**Exercise directions:** Rewrite the lines below, putting "Search phrase" wherever "Current query" occurs and keeping everything else as it is.
------ Data section ------
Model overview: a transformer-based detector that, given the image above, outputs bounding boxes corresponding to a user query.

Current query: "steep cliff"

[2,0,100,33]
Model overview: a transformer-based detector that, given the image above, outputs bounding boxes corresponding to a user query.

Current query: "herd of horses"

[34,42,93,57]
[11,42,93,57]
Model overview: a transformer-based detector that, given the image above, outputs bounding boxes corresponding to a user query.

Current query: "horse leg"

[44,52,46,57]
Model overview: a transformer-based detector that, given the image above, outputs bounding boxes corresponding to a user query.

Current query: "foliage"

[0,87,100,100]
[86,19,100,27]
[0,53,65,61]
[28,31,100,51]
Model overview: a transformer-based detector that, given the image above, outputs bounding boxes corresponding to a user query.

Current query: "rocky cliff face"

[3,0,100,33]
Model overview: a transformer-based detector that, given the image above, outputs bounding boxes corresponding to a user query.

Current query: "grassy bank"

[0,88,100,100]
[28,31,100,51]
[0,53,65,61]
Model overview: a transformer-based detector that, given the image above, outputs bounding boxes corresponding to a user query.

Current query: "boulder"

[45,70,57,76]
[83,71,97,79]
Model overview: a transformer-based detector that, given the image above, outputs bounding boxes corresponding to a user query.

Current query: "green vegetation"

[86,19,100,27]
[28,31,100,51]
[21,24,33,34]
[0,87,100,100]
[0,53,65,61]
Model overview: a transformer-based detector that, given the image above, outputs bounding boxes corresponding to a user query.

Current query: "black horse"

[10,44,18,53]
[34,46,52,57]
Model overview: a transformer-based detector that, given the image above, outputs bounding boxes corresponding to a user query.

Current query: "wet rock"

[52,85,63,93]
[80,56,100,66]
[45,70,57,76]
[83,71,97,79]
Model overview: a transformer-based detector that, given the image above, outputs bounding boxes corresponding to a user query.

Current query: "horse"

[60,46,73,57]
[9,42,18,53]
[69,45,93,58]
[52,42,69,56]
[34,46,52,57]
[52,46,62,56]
------
**Response:**
Model overview: a transformer-based detector that, given the image above, outputs bounding boxes corresponding to a user query.

Search phrase: "steep cliff"

[2,0,100,33]
Model overview: a transformer-based detector that, given the image above, outputs bounding boxes corresponding to a user query.

Search phrase: "herd of horses"

[34,42,93,57]
[11,42,93,57]
Model overview: a transformer-based detector that, given the image above, outputs bounding boxes corresponding to a user query.

Search phrase: "horse leg"

[44,52,46,57]
Model overview: a transformer-based detector that, given the image above, outputs bounding boxes corresponding to a user query.

Search phrase: "foliage"

[0,87,100,100]
[86,19,100,27]
[0,53,65,61]
[28,31,100,51]
Model overview: a transformer-based detector that, given the image above, outputs bounding boxes corresponding to a user query.

Search phrase: "rocky cliff face"

[3,0,100,33]
Model overview: a transformer-based detector that, given the image above, outputs bounding boxes corresponding to a user query.

Search phrase: "grassy bank"

[0,88,100,100]
[28,31,100,51]
[0,53,65,61]
Model overview: a transformer-based detector that, given the image above, outputs bounding boxes corresponding to a user query.

Search phrase: "boulder"

[45,70,57,76]
[83,71,97,79]
Model overview: a transformer-based detector that, given the image above, outputs bounding boxes corresponding to a user query.

Search phrase: "green vegetation"

[86,19,100,27]
[28,31,100,51]
[21,24,33,34]
[0,87,100,100]
[0,53,65,61]
Model overview: a transformer-based detector that, given the image above, outputs bounding boxes corresponding to a user query.

Search phrase: "black horse"

[10,44,18,53]
[34,46,52,57]
Model overview: a transformer-based detector that, given the image above, outputs bounding boxes corresponding to a user query.

Search phrase: "wet rock"

[52,85,63,93]
[80,56,100,66]
[45,70,57,76]
[83,71,97,79]
Model overview: a transformer-based detector that, given the image above, outputs bounding boxes corresponding to a user query.

Search phrase: "horse"

[60,46,73,57]
[9,42,18,53]
[69,45,93,58]
[52,42,69,56]
[34,46,52,57]
[52,46,62,56]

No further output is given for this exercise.